**WORK TASK:** I would like every record below transcribed exactly as it is.

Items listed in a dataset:

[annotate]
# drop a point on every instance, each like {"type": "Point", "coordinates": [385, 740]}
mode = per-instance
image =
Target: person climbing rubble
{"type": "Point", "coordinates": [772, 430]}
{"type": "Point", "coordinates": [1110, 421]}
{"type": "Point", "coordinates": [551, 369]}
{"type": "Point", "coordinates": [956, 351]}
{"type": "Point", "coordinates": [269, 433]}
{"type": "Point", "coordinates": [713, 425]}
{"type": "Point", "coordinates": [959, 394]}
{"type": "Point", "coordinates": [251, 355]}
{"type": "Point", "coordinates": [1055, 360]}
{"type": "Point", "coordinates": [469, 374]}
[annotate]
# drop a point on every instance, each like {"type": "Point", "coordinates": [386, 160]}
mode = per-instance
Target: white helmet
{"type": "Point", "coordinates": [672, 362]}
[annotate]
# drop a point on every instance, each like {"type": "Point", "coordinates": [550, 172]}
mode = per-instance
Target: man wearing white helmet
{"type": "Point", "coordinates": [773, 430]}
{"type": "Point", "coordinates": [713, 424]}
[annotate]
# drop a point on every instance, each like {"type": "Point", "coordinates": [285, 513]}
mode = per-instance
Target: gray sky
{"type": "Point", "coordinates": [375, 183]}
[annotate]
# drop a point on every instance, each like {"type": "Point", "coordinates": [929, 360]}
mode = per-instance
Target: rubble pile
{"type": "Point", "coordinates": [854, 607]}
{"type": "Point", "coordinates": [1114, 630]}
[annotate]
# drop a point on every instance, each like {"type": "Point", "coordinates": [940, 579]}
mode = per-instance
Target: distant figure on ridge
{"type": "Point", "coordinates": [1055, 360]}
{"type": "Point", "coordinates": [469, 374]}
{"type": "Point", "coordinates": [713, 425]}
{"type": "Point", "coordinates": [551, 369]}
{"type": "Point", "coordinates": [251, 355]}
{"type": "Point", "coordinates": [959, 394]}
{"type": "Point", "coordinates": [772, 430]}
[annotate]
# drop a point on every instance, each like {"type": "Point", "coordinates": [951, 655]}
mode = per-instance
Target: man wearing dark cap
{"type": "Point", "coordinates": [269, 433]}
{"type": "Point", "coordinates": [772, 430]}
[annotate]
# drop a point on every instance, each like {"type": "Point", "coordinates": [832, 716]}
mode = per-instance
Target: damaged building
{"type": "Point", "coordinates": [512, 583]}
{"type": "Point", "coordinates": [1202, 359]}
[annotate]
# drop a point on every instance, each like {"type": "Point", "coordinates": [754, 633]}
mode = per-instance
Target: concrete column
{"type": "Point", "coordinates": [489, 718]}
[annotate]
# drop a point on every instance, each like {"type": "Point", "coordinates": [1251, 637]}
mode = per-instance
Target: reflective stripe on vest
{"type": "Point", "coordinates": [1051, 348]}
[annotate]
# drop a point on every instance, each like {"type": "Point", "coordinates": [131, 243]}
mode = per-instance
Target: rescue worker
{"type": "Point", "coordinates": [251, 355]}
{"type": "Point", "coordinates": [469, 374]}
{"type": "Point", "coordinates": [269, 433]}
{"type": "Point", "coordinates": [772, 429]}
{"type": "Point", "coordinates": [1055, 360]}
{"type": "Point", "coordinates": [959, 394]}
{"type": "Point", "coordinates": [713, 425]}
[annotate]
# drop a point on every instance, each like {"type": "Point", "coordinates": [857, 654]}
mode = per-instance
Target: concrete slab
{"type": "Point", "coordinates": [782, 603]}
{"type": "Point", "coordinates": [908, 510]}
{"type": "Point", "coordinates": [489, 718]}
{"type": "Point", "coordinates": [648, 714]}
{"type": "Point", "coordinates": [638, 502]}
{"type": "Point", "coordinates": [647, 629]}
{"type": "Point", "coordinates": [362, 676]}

**REPLY TO THE EXERCISE:**
[annotate]
# drop a point on every instance, each like {"type": "Point", "coordinates": [385, 740]}
mode = per-instance
image =
Target: person climbing rubble
{"type": "Point", "coordinates": [772, 430]}
{"type": "Point", "coordinates": [1110, 421]}
{"type": "Point", "coordinates": [551, 369]}
{"type": "Point", "coordinates": [956, 351]}
{"type": "Point", "coordinates": [269, 433]}
{"type": "Point", "coordinates": [713, 425]}
{"type": "Point", "coordinates": [959, 394]}
{"type": "Point", "coordinates": [251, 355]}
{"type": "Point", "coordinates": [1055, 360]}
{"type": "Point", "coordinates": [469, 374]}
[annotate]
# drop a point on every instance, each like {"type": "Point", "coordinates": [386, 160]}
mode = per-instance
Target: white helmet
{"type": "Point", "coordinates": [672, 362]}
[annotate]
# drop a point on every instance, each like {"type": "Point", "coordinates": [550, 172]}
mode = per-instance
Target: man wearing white helmet
{"type": "Point", "coordinates": [773, 430]}
{"type": "Point", "coordinates": [713, 424]}
[annotate]
# drop a point on every instance, each like {"type": "Point", "coordinates": [285, 513]}
mode = per-instance
Target: gray sky
{"type": "Point", "coordinates": [375, 183]}
[annotate]
# drop a point on every instance, each like {"type": "Point", "coordinates": [929, 360]}
mode = per-instance
Target: rubble pile
{"type": "Point", "coordinates": [854, 607]}
{"type": "Point", "coordinates": [1114, 630]}
[annotate]
# drop a point on every instance, each like {"type": "Point", "coordinates": [940, 579]}
mode = per-instance
Target: distant figure on ridge
{"type": "Point", "coordinates": [1055, 360]}
{"type": "Point", "coordinates": [469, 374]}
{"type": "Point", "coordinates": [713, 425]}
{"type": "Point", "coordinates": [551, 369]}
{"type": "Point", "coordinates": [251, 355]}
{"type": "Point", "coordinates": [959, 394]}
{"type": "Point", "coordinates": [772, 430]}
[annotate]
# drop a point on every instance, each like {"type": "Point", "coordinates": [951, 655]}
mode = per-instance
Target: man wearing dark cap
{"type": "Point", "coordinates": [269, 433]}
{"type": "Point", "coordinates": [772, 430]}
[annotate]
# drop a point on every instance, each like {"type": "Point", "coordinates": [832, 716]}
mode = per-instance
Target: damaged building
{"type": "Point", "coordinates": [512, 583]}
{"type": "Point", "coordinates": [1202, 359]}
[annotate]
# drop a point on every instance, each like {"type": "Point", "coordinates": [754, 633]}
mode = per-instance
Target: concrete column
{"type": "Point", "coordinates": [489, 718]}
[annotate]
# drop a point on every instance, each like {"type": "Point", "coordinates": [1251, 637]}
mode = per-instance
Target: reflective stripe on vest
{"type": "Point", "coordinates": [1051, 348]}
[annotate]
# drop a point on every instance, each like {"type": "Point", "coordinates": [131, 243]}
mode = per-instance
Target: rescue worker
{"type": "Point", "coordinates": [251, 355]}
{"type": "Point", "coordinates": [469, 374]}
{"type": "Point", "coordinates": [269, 433]}
{"type": "Point", "coordinates": [772, 429]}
{"type": "Point", "coordinates": [1055, 360]}
{"type": "Point", "coordinates": [959, 394]}
{"type": "Point", "coordinates": [713, 425]}
[annotate]
# drop a point on every instance, each like {"type": "Point", "coordinates": [857, 654]}
mode = per-instance
Target: concrete slab
{"type": "Point", "coordinates": [782, 603]}
{"type": "Point", "coordinates": [908, 510]}
{"type": "Point", "coordinates": [489, 718]}
{"type": "Point", "coordinates": [648, 714]}
{"type": "Point", "coordinates": [638, 502]}
{"type": "Point", "coordinates": [647, 629]}
{"type": "Point", "coordinates": [362, 676]}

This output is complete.